* PASSAGE TO READ:
# crane collapse in the Netherlands



## TJacobs (Aug 9, 2015)

http://www.nbcnews.com/news/world/dutch-crane-collapse-demolishes-houses-least-20-injured-n403251


----------



## MASSDRIVER (Aug 9, 2015)

Proof stoopid crosses international borders.

Brent.


----------



## ICE (Aug 9, 2015)

That setup didn't come close to handling the load.


----------



## Msradell (Aug 9, 2015)

Here are 2 more stories with some additional pictures that show the aftermath including overhead shot: http://www.bbc.com/news/world-europe-33770903, http://www.dailymail.co.uk/news/article-3186692/Shocking-new-footage-Dutch-crane-crash-left-houses-flattened-shows-terrified-people-running-lives-buildings-collapse-them.htmlhttp://www.dailymail.co.uk/news/article-3186692/Shocking-new-footage-Dutch-crane-crash-left-houses-flattened-shows-terrified-people-running-lives-buildings-collapse-them.html. The story also have a follow-up on the injuries and in reality no one was injured which is certainly a miracle when you look at the pictures.

I've been involved in a lot of crane work and anytime that you are setting up on an unstable, surface such as the barges were, things get really interesting in a hurry sometimes. Even when you are sure that you have sufficient capacity the unknowns of on plan for movements can cause things to change rapidly.


----------

* ROWS:
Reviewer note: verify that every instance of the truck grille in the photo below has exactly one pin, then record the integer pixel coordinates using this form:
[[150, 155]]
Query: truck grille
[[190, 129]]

...

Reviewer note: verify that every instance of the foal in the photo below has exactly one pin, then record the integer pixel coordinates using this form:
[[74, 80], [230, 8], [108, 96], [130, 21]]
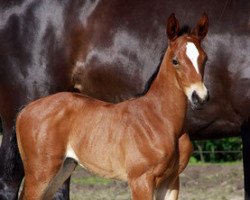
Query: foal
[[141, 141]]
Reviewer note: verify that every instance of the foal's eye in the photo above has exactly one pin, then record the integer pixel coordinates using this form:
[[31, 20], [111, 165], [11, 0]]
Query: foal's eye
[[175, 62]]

* OBJECTIVE: Reproduce the crane collapse thread between "## Msradell (Aug" and "at the pictures.", inclusive, swapping "pictures" for "photos". The material stands apart from the crane collapse thread.

* EXPECTED OUTPUT:
## Msradell (Aug 9, 2015)

Here are 2 more stories with some additional photos that show the aftermath including overhead shot: http://www.bbc.com/news/world-europe-33770903, http://www.dailymail.co.uk/news/article-3186692/Shocking-new-footage-Dutch-crane-crash-left-houses-flattened-shows-terrified-people-running-lives-buildings-collapse-them.htmlhttp://www.dailymail.co.uk/news/article-3186692/Shocking-new-footage-Dutch-crane-crash-left-houses-flattened-shows-terrified-people-running-lives-buildings-collapse-them.html. The story also have a follow-up on the injuries and in reality no one was injured which is certainly a miracle when you look at the photos.